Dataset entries
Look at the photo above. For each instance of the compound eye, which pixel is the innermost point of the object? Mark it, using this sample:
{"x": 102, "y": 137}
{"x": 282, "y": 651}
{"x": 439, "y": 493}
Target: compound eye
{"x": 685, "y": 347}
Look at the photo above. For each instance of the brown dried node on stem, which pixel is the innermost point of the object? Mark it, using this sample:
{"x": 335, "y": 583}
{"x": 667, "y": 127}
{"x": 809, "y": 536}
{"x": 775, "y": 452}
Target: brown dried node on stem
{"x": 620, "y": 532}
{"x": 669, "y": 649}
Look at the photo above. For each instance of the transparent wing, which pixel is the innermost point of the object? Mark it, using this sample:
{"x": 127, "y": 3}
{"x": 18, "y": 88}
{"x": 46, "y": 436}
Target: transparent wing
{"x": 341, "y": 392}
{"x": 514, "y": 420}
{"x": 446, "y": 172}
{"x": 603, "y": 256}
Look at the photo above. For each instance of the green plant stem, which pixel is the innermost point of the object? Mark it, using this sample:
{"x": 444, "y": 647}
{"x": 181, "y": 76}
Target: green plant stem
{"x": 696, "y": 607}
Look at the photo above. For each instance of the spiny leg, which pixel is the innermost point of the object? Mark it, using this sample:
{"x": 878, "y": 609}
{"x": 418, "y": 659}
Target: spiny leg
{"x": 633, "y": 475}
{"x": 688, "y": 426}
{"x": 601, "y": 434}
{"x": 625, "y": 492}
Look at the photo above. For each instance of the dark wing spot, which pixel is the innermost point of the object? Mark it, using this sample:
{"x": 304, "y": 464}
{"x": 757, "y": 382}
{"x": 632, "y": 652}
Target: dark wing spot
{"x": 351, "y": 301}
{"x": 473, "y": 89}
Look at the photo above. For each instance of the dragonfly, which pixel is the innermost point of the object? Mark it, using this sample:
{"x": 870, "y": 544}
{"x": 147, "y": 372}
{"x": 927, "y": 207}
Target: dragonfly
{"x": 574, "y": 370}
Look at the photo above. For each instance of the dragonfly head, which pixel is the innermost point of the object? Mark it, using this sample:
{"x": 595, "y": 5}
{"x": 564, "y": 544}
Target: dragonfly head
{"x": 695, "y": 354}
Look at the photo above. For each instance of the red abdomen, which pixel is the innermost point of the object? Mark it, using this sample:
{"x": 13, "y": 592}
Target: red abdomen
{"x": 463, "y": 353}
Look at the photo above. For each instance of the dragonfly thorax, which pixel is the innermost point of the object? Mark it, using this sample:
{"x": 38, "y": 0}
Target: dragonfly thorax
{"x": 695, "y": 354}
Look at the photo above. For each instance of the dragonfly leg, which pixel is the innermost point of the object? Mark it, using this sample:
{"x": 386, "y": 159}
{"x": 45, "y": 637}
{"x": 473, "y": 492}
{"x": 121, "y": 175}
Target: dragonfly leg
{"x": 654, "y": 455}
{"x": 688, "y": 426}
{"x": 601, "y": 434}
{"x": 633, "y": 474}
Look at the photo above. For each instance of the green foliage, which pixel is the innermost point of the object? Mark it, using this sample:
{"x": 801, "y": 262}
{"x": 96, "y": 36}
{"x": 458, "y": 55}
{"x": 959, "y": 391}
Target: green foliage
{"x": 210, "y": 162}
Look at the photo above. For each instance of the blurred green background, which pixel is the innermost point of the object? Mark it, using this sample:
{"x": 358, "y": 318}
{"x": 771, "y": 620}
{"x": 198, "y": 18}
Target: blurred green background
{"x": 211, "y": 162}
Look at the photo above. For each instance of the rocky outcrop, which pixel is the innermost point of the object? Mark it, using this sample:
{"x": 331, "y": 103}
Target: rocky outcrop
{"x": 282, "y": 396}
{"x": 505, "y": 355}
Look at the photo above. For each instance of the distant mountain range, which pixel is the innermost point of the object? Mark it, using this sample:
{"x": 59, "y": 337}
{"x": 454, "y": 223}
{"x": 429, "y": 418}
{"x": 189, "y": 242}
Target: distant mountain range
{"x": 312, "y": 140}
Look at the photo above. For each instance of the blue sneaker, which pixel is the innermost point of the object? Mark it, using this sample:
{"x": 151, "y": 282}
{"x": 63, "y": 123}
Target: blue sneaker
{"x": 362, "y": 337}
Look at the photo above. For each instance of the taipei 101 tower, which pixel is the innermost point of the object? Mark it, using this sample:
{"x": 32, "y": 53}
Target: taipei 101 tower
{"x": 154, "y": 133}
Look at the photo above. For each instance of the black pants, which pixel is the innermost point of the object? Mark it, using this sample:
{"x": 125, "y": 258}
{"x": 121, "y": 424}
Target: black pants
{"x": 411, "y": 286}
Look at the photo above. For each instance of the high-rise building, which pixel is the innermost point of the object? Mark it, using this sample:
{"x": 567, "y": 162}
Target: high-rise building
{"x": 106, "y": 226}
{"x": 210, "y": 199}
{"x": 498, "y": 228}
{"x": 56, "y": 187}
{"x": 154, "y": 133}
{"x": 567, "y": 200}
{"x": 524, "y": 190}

**EXERCISE DIRECTIONS**. The expected response is every record, reproduced word for word.

**RESPONSE**.
Look at the photo above. For each instance of the compound eye, which pixel is the innermost point of the object? Mark it, using this sample:
{"x": 102, "y": 137}
{"x": 282, "y": 651}
{"x": 439, "y": 493}
Target: compound eye
{"x": 685, "y": 347}
Look at the photo above. For each instance of the brown dried node on stem, which pixel is the innermost point of the object? Mark it, using this sample:
{"x": 335, "y": 583}
{"x": 667, "y": 127}
{"x": 809, "y": 536}
{"x": 775, "y": 452}
Target: brown dried node on stem
{"x": 620, "y": 532}
{"x": 669, "y": 649}
Look at the photo above. For each instance of the transparent wing, which pixel is the innermost point of the object? Mark it, using this sample:
{"x": 127, "y": 3}
{"x": 18, "y": 88}
{"x": 46, "y": 436}
Target: transparent wing
{"x": 341, "y": 392}
{"x": 514, "y": 420}
{"x": 446, "y": 172}
{"x": 603, "y": 256}
Look at the photo above. For each instance of the green plant stem, which pixel is the innermost point of the object? Mark it, using this sample:
{"x": 444, "y": 647}
{"x": 181, "y": 76}
Target: green plant stem
{"x": 696, "y": 607}
Look at the photo above. For each instance of the spiny leg, which pixel is the innermost point of the object? Mark it, using this sample:
{"x": 878, "y": 609}
{"x": 418, "y": 659}
Target: spiny leg
{"x": 633, "y": 475}
{"x": 688, "y": 426}
{"x": 601, "y": 434}
{"x": 625, "y": 492}
Look at the photo above. For each instance of the dark wing spot, which pixel is the innermost point of the object? Mark it, using this sample:
{"x": 304, "y": 464}
{"x": 757, "y": 382}
{"x": 632, "y": 652}
Target: dark wing spot
{"x": 351, "y": 301}
{"x": 473, "y": 89}
Look at the photo above. For each instance of the dragonfly, which pixel is the innermost point of the object? Mark it, using this sample:
{"x": 870, "y": 544}
{"x": 147, "y": 372}
{"x": 927, "y": 207}
Target: dragonfly
{"x": 574, "y": 370}
Look at the photo above. For each instance of the dragonfly head, which pixel is the innermost point of the object? Mark it, using this sample:
{"x": 595, "y": 5}
{"x": 564, "y": 544}
Target: dragonfly head
{"x": 695, "y": 354}
Look at the photo above. For each instance of the red abdomen, which pixel is the innermost point of the object? Mark it, using this sample:
{"x": 13, "y": 592}
Target: red abdomen
{"x": 463, "y": 353}
Look at the photo above. For each instance of the dragonfly thorax, which pixel is the innermost point of the object? Mark it, using this sample:
{"x": 38, "y": 0}
Target: dragonfly thorax
{"x": 695, "y": 354}
Look at the photo above. For each instance of the dragonfly leg, which pixel is the innermost point of the object? Mark it, using this sample:
{"x": 386, "y": 159}
{"x": 45, "y": 637}
{"x": 473, "y": 492}
{"x": 121, "y": 175}
Target: dragonfly leg
{"x": 654, "y": 455}
{"x": 688, "y": 426}
{"x": 601, "y": 434}
{"x": 633, "y": 474}
Look at the photo above. For each instance of the green foliage, which pixel is the innermost point of the object? Mark it, using this sample:
{"x": 801, "y": 262}
{"x": 96, "y": 36}
{"x": 458, "y": 55}
{"x": 959, "y": 391}
Target: green foliage
{"x": 210, "y": 162}
Look at the photo above. For each instance of the blurred green background, which pixel is the innermost point of the object? Mark it, using this sample:
{"x": 358, "y": 318}
{"x": 771, "y": 620}
{"x": 198, "y": 18}
Target: blurred green background
{"x": 211, "y": 162}
Look at the photo above. For each instance of the rocky outcrop, which pixel is the innermost point of the object? Mark it, using this sample:
{"x": 331, "y": 103}
Target: rocky outcrop
{"x": 282, "y": 396}
{"x": 505, "y": 355}
Look at the photo above. For each instance of the distant mountain range, which pixel is the innermost point of the object? Mark it, using this sample:
{"x": 59, "y": 337}
{"x": 454, "y": 223}
{"x": 429, "y": 418}
{"x": 189, "y": 242}
Target: distant mountain range
{"x": 312, "y": 140}
Look at the photo above. For each instance of the blue sneaker, which pixel is the innermost point of the object? Mark it, using this sample:
{"x": 151, "y": 282}
{"x": 63, "y": 123}
Target: blue sneaker
{"x": 362, "y": 337}
Look at the photo above. For each instance of the taipei 101 tower, which pixel is the innermost point of the object? Mark it, using this sample:
{"x": 32, "y": 53}
Target: taipei 101 tower
{"x": 154, "y": 133}
Look at the photo above. For each instance of the black pants, which pixel is the innermost point of the object? Mark it, using this sample:
{"x": 125, "y": 258}
{"x": 121, "y": 424}
Target: black pants
{"x": 411, "y": 286}
Look at the photo above. For each instance of the high-rise building, which pixel is the innermost point of the object? Mark it, using this sample:
{"x": 567, "y": 162}
Target: high-rise building
{"x": 106, "y": 226}
{"x": 210, "y": 199}
{"x": 498, "y": 228}
{"x": 56, "y": 187}
{"x": 154, "y": 133}
{"x": 567, "y": 200}
{"x": 524, "y": 190}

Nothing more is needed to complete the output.